__SOURCE__
Art materials
Representation. Art materials. bodobe/Pixabay

KEY POINTS

  • Ukrainian schools are making bomb shelters and covering windows with sandbags in preparation for the academic year
  • Schools in cities on or near the front line will be able to teach online
  • Around 70% of Ukrainian parents prefer in-person learning for their children, according to officials

Schools in Ukraine are preparing protective measures for students as they gear up for the start of the academic year this September, according to reports.

One school in Lviv, the largest city in western Ukraine, converted a shooting gallery into a bomb shelter, U.S. government-funded outlet Radio Free Europe/Radio Liberty (RFE/RL) reported.

In an effort to help their school building get ready for the new academic year, children painted the bomb shelter's walls, according to the outlet.

"We're painting our school so that we can enjoy walking around even when there is an air-raid siren," said Polina Hrychenko, a girl who fled the Russian-occupied city of Sievierodonetsk, in a video shared by the outlet.

Some schools have introduced other protective measures, such as covering windows with sandbags and placing students behind two walls.

However, basements and sandbags are not enough to protect children from Russian missiles, some parents said.

Oksana Yakushko, a mother who brought her son from Kharkiv to Lviv, said she understands that online learning may have an impact on her child's socialization, but she noted that "we don't have a single bomb shelter that could withstand the impact of a missile weighing a ton or half a ton."

__REQUIREMENT__
Reproduce the entire article on Ukrainian schools preparing shelters for the new academic year, word for word.

__INFORMATION PROVIDED__
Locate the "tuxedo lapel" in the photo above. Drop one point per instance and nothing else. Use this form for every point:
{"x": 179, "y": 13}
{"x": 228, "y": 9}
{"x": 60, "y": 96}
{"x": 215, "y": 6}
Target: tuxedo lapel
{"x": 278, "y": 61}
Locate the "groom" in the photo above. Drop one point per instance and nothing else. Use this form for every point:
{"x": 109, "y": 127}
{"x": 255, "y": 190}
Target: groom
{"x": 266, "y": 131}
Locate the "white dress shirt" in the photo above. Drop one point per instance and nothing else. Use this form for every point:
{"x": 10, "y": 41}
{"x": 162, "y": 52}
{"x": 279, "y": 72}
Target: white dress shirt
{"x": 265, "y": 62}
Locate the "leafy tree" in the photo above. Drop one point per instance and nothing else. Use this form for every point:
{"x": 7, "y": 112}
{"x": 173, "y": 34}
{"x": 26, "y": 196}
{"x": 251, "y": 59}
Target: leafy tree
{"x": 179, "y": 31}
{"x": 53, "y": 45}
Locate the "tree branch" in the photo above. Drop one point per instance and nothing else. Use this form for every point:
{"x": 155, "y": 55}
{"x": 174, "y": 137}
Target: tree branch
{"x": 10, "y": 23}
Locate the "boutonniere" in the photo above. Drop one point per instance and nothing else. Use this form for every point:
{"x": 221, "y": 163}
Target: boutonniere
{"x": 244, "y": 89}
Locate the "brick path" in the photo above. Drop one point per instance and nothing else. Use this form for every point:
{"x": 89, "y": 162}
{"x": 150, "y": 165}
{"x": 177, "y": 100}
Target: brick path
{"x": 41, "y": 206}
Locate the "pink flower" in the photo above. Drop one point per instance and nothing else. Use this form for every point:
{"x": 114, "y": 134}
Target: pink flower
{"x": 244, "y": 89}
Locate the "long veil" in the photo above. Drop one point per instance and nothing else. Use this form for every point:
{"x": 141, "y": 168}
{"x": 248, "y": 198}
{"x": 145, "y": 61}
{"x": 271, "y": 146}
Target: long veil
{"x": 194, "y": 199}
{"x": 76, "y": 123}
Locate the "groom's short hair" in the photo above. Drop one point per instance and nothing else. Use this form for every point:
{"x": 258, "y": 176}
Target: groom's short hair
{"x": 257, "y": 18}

__FULL SOLUTION__
Art materials
Representation. Art materials. bodobe/Pixabay

KEY POINTS

  • Ukrainian schools are making bomb shelters and covering windows with sandbags in preparation for the academic year
  • Schools in cities on or near the front line will be able to teach online
  • Around 70% of Ukrainian parents prefer in-person learning for their children, according to officials

Schools in Ukraine are preparing protective measures for students as they gear up for the start of the academic year this September, according to reports.

One school in Lviv, the largest city in western Ukraine, converted a shooting gallery into a bomb shelter, U.S. government-funded outlet Radio Free Europe/Radio Liberty (RFE/RL) reported.

In an effort to help their school building get ready for the new academic year, children painted the bomb shelter's walls, according to the outlet.

"We're painting our school so that we can enjoy walking around even when there is an air-raid siren," said Polina Hrychenko, a girl who fled the Russian-occupied city of Sievierodonetsk, in a video shared by the outlet.

Some schools have introduced other protective measures, such as covering windows with sandbags and placing students behind two walls.

However, basements and sandbags are not enough to protect children from Russian missiles, some parents said.

Oksana Yakushko, a mother who brought her son from Kharkiv to Lviv, said she understands that online learning may have an impact on her child's socialization, but she noted that "we don't have a single bomb shelter that could withstand the impact of a missile weighing a ton or half a ton."